Le 1er février dernier, Orpea a signé un accord avec un groupement d'investisseurs, d'assureurs et de créanciers. En vertu de celui-ci, 3,8 milliards d'euros de dettes seront effacés et convertis en capital, quand 1,55 milliard d'euros sera injecté par les investisseurs. Cette mise en circulation de nouvelles actions diminue de facto la valeur unitaire de chaque titre. De plus, les petits porteurs, actuellement détenteurs de 40 % des 64,8 millions d'actions seront les grands perdants de cette dilution massive, de même que les autres financeurs. Ainsi, à l'issue du processus, le groupement mené par la Caisse des dépôts détiendra 50,2 % du capital d'Orpea, les créanciers 49,4 % et les actionnaires actuels, s'ils ne participent pas aux augmentations de capital, ne détiendront plus que 0,4 %.
Enfin, outre les changements majeurs de détenteurs de capital, l'opération de recapitalisation d'Orpea suscite de nombreux débats sur la valorisation de l'entreprise. En effet, les estimations varient de 6,4 milliards à 9,8 milliards d'euros. Or si nous validons bien sûr votre volonté de garantir une éthique et des conditions d'accueil irréprochables des personnes âgées dépendantes, une question fondamentale demeure, celle du caractère risqué de l'opération pour la CDC. La Caisse se comporte-t-elle comme un gestionnaire avisé des deniers publics ou comme un hedge fund ?
Depuis les révélations du livre Les Fossoyeurs en 2022, la société Orpea est entachée d'opprobre public, conséquence directe de la stratégie financière de l'entreprise, qui consistait à « gaver » les actionnaires du groupe. Ainsi, les marges étaient de 25 %. En 2012, 26 millions d'euros ont été versés aux actionnaires, contre 77,5 millions en 2019. Avec les fonds publics et les revenus des maisons de retraite, le groupe a constitué un vaste patrimoine immobilier (7,45 milliards) et a multiplié les sociétés écrans. Orpea a également dégagé 20 millions d'euros d'excédents sur les crédits publics servant à rémunérer des postes de soignants.

_Matériel_:

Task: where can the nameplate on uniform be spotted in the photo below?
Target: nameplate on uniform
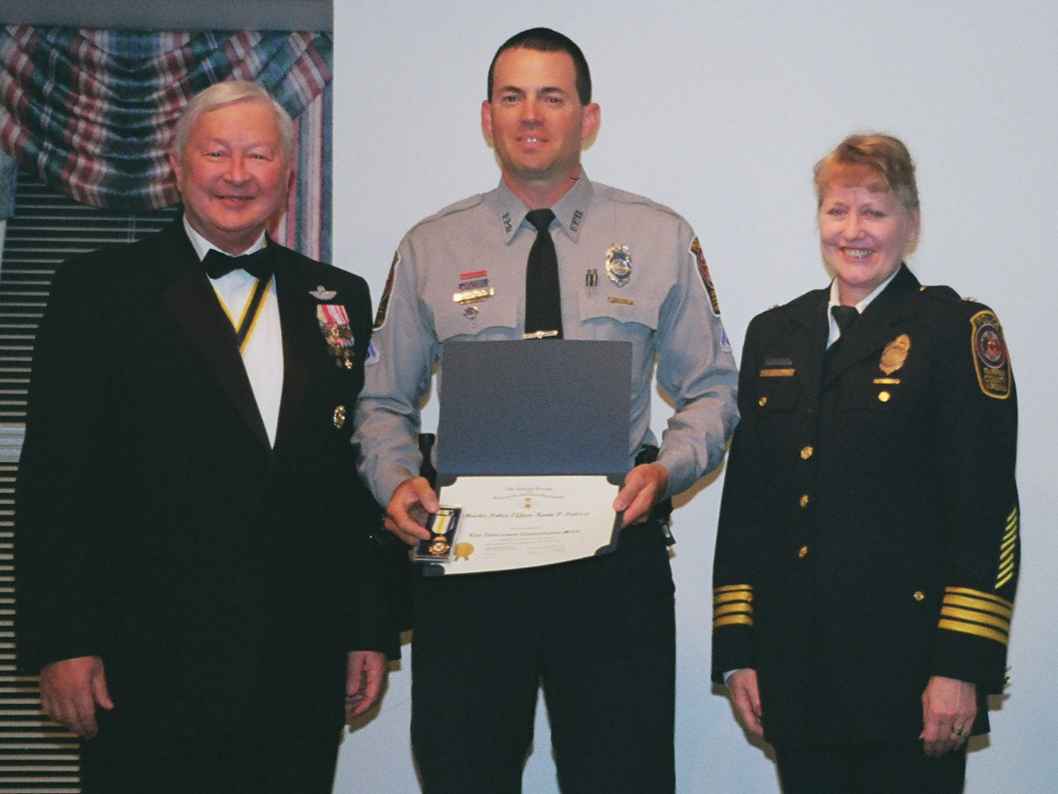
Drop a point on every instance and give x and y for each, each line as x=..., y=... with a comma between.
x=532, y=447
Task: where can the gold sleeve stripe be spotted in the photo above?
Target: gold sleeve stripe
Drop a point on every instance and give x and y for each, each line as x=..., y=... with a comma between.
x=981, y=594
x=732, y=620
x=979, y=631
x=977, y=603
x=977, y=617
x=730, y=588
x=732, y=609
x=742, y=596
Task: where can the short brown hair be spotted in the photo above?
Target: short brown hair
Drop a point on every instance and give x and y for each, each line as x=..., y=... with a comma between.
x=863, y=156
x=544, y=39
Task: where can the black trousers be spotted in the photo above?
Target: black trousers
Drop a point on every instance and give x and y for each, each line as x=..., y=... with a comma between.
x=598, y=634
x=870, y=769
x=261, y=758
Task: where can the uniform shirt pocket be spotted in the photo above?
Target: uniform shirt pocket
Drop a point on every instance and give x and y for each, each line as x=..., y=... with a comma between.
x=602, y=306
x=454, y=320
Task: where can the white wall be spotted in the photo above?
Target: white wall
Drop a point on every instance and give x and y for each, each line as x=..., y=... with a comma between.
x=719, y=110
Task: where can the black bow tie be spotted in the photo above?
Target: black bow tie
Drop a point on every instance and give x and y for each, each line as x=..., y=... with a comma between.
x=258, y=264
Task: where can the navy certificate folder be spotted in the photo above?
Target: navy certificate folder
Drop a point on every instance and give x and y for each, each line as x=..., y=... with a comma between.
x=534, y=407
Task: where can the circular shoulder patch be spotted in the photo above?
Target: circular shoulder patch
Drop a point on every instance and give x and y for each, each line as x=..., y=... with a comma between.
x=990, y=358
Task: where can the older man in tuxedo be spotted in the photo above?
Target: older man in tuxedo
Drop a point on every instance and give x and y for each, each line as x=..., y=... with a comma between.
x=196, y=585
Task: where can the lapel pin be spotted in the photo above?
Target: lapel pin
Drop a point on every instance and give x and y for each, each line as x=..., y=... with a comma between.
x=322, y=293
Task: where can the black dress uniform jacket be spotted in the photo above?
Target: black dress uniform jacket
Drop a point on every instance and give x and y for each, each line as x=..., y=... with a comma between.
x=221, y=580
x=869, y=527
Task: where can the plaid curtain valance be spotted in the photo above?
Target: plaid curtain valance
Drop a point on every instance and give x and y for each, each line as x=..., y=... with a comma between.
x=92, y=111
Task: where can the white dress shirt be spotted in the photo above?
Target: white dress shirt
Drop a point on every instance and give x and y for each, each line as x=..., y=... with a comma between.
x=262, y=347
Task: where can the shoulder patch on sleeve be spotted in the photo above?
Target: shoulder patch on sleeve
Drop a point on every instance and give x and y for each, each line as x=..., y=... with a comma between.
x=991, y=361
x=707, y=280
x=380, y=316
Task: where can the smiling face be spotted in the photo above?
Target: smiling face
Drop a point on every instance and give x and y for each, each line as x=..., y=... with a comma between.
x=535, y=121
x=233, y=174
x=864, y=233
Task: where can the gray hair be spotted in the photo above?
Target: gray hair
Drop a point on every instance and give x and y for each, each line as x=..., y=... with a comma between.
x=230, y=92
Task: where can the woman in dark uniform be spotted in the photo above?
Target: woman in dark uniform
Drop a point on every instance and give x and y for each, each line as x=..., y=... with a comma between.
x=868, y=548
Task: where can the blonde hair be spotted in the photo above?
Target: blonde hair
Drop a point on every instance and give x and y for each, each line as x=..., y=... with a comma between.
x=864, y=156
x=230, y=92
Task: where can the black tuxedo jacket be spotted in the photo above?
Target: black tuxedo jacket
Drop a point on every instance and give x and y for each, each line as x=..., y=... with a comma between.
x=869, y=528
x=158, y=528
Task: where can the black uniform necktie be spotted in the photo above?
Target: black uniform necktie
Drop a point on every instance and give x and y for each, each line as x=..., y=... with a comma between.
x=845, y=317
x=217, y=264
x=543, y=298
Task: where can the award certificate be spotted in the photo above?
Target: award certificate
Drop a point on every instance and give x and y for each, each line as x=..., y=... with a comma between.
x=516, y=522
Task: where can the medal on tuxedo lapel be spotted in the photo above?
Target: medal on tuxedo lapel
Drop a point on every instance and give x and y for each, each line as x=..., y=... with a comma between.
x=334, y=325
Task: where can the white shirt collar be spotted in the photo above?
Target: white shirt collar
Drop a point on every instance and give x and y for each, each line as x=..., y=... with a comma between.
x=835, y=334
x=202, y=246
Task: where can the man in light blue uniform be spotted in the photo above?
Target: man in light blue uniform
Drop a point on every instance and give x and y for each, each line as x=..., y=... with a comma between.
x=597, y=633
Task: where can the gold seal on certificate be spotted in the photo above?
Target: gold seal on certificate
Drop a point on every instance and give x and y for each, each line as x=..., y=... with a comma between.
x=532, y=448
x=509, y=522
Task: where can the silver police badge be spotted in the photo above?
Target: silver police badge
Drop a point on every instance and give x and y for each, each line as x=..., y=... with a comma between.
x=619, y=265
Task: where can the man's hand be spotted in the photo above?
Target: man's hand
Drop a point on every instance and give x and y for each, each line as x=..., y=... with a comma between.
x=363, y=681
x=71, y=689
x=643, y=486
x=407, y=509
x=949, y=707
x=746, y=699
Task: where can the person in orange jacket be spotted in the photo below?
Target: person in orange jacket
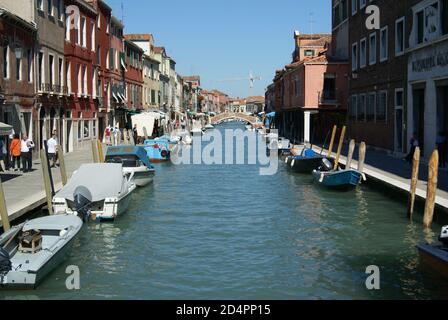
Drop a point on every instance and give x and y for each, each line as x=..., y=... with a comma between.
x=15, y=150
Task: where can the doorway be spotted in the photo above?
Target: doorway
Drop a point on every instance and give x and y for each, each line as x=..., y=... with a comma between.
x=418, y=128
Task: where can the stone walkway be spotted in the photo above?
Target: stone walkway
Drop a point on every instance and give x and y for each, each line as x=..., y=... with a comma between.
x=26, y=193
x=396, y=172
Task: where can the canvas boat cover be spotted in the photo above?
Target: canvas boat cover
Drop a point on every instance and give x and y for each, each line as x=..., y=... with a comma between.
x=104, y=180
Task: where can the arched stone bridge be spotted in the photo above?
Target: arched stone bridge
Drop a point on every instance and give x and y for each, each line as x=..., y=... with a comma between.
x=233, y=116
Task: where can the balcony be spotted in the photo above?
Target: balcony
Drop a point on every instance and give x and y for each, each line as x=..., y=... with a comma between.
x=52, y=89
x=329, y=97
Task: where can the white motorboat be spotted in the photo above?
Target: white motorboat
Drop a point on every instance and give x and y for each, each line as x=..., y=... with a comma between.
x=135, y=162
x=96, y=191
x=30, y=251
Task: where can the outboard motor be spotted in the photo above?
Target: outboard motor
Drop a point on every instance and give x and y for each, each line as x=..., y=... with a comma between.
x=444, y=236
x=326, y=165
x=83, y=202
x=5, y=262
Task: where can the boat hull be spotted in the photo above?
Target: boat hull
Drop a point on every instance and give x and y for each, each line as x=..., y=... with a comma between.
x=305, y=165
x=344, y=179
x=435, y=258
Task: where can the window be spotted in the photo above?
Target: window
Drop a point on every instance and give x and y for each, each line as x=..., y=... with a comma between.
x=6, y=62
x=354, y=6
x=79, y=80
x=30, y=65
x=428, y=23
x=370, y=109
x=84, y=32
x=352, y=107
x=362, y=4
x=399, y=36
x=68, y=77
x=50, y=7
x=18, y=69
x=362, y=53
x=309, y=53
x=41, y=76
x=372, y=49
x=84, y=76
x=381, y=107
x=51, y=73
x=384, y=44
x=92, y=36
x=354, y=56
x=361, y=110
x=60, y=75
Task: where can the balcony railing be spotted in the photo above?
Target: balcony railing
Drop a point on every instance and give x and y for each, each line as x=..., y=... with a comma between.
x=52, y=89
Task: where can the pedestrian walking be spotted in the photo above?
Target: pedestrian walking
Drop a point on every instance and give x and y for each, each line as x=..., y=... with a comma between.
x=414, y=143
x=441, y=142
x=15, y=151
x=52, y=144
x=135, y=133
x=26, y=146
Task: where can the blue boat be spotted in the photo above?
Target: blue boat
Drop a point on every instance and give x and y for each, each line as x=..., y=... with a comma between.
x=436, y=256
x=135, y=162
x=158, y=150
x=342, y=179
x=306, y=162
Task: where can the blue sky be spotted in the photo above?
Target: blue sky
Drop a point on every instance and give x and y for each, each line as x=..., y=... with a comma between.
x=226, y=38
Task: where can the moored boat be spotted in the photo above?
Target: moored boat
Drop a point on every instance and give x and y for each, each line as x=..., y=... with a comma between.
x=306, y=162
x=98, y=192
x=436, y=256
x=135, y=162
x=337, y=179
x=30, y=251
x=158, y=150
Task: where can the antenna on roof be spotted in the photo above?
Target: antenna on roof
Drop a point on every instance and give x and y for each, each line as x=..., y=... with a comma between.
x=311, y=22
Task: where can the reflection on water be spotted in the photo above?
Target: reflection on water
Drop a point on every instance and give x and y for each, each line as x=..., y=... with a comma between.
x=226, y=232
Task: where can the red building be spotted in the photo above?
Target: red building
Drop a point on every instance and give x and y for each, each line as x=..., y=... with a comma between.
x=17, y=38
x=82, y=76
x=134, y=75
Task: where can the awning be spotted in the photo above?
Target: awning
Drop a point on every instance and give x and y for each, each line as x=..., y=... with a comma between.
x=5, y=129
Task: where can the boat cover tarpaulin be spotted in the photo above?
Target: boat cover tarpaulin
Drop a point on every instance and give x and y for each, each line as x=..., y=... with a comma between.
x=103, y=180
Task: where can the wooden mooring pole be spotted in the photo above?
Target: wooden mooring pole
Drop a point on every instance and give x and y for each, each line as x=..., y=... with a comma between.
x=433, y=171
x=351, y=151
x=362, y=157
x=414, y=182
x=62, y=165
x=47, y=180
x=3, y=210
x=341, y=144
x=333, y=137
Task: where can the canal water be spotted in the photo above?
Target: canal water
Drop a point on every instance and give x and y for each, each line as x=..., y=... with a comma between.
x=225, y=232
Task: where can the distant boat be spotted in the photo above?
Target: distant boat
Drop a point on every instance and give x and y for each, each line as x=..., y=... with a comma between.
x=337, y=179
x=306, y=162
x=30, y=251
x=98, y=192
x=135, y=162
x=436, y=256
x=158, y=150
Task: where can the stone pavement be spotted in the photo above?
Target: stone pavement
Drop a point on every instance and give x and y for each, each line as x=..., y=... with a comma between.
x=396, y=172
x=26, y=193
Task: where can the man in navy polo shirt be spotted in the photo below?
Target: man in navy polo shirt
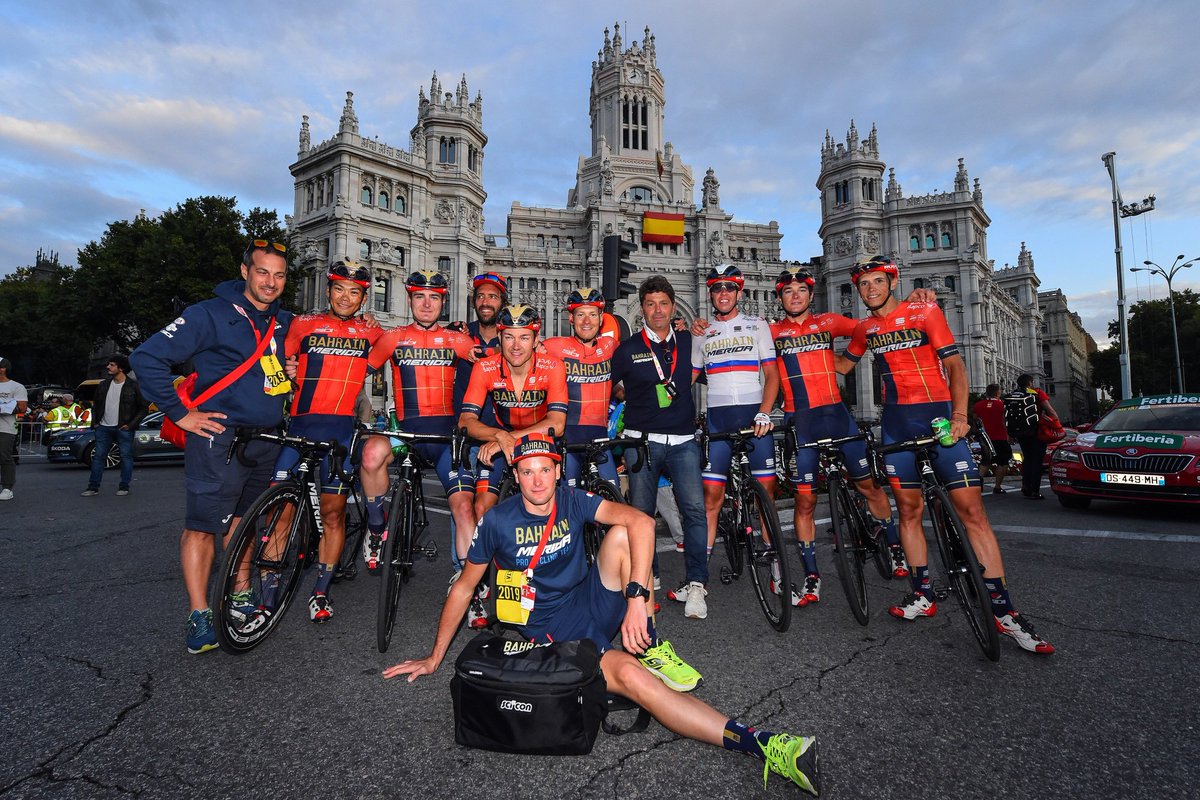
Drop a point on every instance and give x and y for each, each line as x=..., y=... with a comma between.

_Objectifs_:
**a.** Recopiez l'extrait sur Orpea depuis « Depuis les révélations » jusqu'à « postes de soignants. » inclus.
**b.** Présentez sous forme de liste le paragraphe de l'extrait qui commence par « Depuis les révélations du livre », en gardant ses faits principaux.

_Exercices corrigés_:
**a.**
Depuis les révélations du livre Les Fossoyeurs en 2022, la société Orpea est entachée d'opprobre public, conséquence directe de la stratégie financière de l'entreprise, qui consistait à « gaver » les actionnaires du groupe. Ainsi, les marges étaient de 25 %. En 2012, 26 millions d'euros ont été versés aux actionnaires, contre 77,5 millions en 2019. Avec les fonds publics et les revenus des maisons de retraite, le groupe a constitué un vaste patrimoine immobilier (7,45 milliards) et a multiplié les sociétés écrans. Orpea a également dégagé 20 millions d'euros d'excédents sur les crédits publics servant à rémunérer des postes de soignants.

**b.**
- Depuis la parution du livre Les Fossoyeurs en 2022, Orpea est frappée d'opprobre public.
- Cette situation découle directement de sa stratégie financière, qui consistait à « gaver » les actionnaires.
- Les marges atteignaient 25 %.
- Les versements aux actionnaires sont passés de 26 millions d'euros en 2012 à 77,5 millions en 2019.
- Grâce aux fonds publics et aux revenus des maisons de retraite, le groupe a bâti un patrimoine immobilier de 7,45 milliards et a multiplié les sociétés écrans.
- Orpea a dégagé 20 millions d'euros d'excédents sur les crédits publics destinés à rémunérer des postes de soignants.